### EXERCISE PROMPT
Your task is to copy the listing exactly. Drop any pictures from the copy.

### RECORDS SHOWN
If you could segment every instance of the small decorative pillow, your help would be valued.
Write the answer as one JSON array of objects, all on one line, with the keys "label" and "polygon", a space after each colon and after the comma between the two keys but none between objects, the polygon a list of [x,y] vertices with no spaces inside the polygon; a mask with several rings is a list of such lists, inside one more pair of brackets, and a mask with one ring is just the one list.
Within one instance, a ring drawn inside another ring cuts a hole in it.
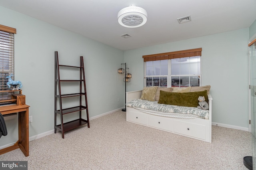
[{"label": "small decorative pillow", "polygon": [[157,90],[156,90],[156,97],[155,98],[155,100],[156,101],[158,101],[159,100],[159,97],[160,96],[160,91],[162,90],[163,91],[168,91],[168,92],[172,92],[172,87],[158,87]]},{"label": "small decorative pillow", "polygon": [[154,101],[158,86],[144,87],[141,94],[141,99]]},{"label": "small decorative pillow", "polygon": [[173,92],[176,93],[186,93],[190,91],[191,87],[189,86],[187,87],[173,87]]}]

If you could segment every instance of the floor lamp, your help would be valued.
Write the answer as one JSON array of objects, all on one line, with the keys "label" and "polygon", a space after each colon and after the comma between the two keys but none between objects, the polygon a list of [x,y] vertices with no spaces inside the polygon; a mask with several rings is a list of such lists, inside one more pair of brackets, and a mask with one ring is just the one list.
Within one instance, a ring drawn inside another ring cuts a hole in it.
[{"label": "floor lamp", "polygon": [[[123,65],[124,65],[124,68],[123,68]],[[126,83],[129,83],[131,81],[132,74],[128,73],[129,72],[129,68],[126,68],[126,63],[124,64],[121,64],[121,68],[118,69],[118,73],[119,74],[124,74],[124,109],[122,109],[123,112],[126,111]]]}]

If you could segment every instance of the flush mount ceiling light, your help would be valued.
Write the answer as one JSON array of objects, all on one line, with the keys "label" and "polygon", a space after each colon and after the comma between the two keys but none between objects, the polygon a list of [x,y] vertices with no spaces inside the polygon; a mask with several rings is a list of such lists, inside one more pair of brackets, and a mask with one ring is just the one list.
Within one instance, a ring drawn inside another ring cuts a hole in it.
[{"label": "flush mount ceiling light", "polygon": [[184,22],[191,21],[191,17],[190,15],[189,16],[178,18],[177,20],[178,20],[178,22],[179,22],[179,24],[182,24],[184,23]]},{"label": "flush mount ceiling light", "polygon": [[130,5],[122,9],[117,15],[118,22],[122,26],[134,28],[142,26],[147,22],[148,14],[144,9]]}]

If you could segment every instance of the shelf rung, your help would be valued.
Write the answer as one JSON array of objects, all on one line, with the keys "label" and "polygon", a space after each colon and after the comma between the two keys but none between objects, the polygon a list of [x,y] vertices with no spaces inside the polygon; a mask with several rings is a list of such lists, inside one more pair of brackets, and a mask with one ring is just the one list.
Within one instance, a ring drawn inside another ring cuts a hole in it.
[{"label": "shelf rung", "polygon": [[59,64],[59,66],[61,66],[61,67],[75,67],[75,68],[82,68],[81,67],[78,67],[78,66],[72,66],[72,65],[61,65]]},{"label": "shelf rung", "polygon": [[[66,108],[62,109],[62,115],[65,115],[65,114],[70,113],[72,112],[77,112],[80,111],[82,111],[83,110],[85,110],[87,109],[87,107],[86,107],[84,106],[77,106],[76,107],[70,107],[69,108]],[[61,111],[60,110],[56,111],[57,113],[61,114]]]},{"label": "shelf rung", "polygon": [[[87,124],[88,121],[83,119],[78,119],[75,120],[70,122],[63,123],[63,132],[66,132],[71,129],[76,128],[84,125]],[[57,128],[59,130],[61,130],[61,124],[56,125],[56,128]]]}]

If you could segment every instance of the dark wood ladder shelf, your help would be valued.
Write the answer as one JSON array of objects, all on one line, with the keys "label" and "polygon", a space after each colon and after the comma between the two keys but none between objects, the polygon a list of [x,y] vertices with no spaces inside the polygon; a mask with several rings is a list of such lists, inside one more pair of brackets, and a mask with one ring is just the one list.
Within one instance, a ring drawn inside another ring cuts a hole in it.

### EXPECTED ANSWER
If you could segment every instance of the small decorative pillow, your help would be valued.
Write the answer as one JSON array of objects, all on one line, with the keys "label" and "polygon", a space after each colon and after the comma between the two keys but none between objects, the polygon a list of [x,y] vertices with no spaces inside the polygon; a mask with several rings is a list of such lists, inside one more pair of brackets, and a mask with one ring is just the one list.
Within one instance, a ring drawn inside another ring cuts a hole in it.
[{"label": "small decorative pillow", "polygon": [[157,90],[156,90],[156,97],[155,98],[155,100],[156,101],[158,101],[159,100],[159,97],[160,96],[160,91],[162,90],[163,91],[168,91],[168,92],[172,92],[172,87],[158,87]]},{"label": "small decorative pillow", "polygon": [[154,101],[158,86],[144,87],[141,94],[141,99]]},{"label": "small decorative pillow", "polygon": [[173,92],[176,93],[186,93],[190,91],[191,87],[189,86],[187,87],[173,87]]}]

If you could segment every instance of the floor lamp, your help would be valued.
Write the answer as one JSON array of objects, all on one line, with the keys "label" and "polygon", a space after each colon and after the comma between the two keys but none between objects, the polygon a list of [x,y] vertices with no spaces inside the polygon; a mask with several rings is a list of such lists, inside one more pair of brackets, and a mask with one ring is just the one list.
Within one instance, a ring drawn inside another ring cuts a hole in it.
[{"label": "floor lamp", "polygon": [[[123,65],[124,65],[124,68],[123,68]],[[126,83],[129,83],[131,81],[132,74],[128,73],[129,72],[129,68],[126,68],[126,63],[124,64],[121,64],[121,68],[118,69],[118,73],[119,74],[124,74],[124,109],[122,109],[123,112],[126,111]]]}]

If you could segment every instance of the flush mount ceiling light, your help would be valued.
Write the answer as one JSON array of objects, all on one line, with the keys "label" and "polygon", a space after each colon and after the comma between the two keys but none between objects, the polygon a list of [x,y] vertices with no spaces inside the polygon; a mask with several rings is a list of such lists, inside one more pair of brackets, and a mask with one ring is just the one list.
Within one instance, a ring drawn inside another ring cuts a hole in it.
[{"label": "flush mount ceiling light", "polygon": [[184,22],[191,21],[191,17],[190,15],[189,16],[178,18],[177,20],[178,20],[178,22],[179,22],[179,24],[182,24],[184,23]]},{"label": "flush mount ceiling light", "polygon": [[130,5],[122,9],[117,15],[118,22],[122,26],[134,28],[142,26],[147,22],[148,14],[144,9]]}]

If you could segment every instance of the shelf rung, your help would be valued.
Write the answer as one JSON array of objects, all on one line, with the keys "label" and "polygon", a space after each colon and after the comma between the two keys but none between objects, the polygon a list of [x,y] vertices with no spaces inside the polygon; a mask with several rings is a list of such lists, inside one more pair of brackets, and a mask with one ring is just the one list.
Within one instance, a ring drawn inside another ring cuts a hole in it.
[{"label": "shelf rung", "polygon": [[59,64],[59,66],[61,66],[61,67],[75,67],[75,68],[82,68],[81,67],[78,67],[78,66],[72,66],[72,65],[61,65]]},{"label": "shelf rung", "polygon": [[[66,108],[62,109],[62,115],[65,115],[65,114],[70,113],[72,112],[77,112],[80,111],[82,111],[83,110],[85,110],[87,109],[87,107],[86,107],[84,106],[77,106],[76,107],[70,107],[69,108]],[[61,111],[60,110],[56,111],[57,113],[61,114]]]},{"label": "shelf rung", "polygon": [[[87,124],[88,121],[83,119],[78,119],[75,120],[70,122],[63,123],[63,132],[66,132],[71,129],[76,128],[84,125]],[[57,128],[59,130],[61,130],[61,124],[56,125],[56,128]]]}]

If you could segment every instance of the dark wood ladder shelf, your help would be valued.
Write the answer as one JSON array of objects, all on one line, with the keys "label" and "polygon", a space after each colon and after the comma between the two keys but none between objects, the polygon a list of [x,y] vertices with no spaces inside the polygon; a mask with several rings is a list of such lists, inside one more pair of brackets, and a mask with one ring is just the one list.
Within one instance, a ring drawn inside another ring cuts a hole in it.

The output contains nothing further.